+++ Records for this task +++

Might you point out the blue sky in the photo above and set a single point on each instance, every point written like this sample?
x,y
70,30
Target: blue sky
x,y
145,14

+++

Direction:
Copy every line of the entries above verbatim, keeping the original line order.

Written response:
Might you point out the blue sky in the photo above and set a single point on each instance, every point written like this sample?
x,y
70,30
Target: blue sky
x,y
145,14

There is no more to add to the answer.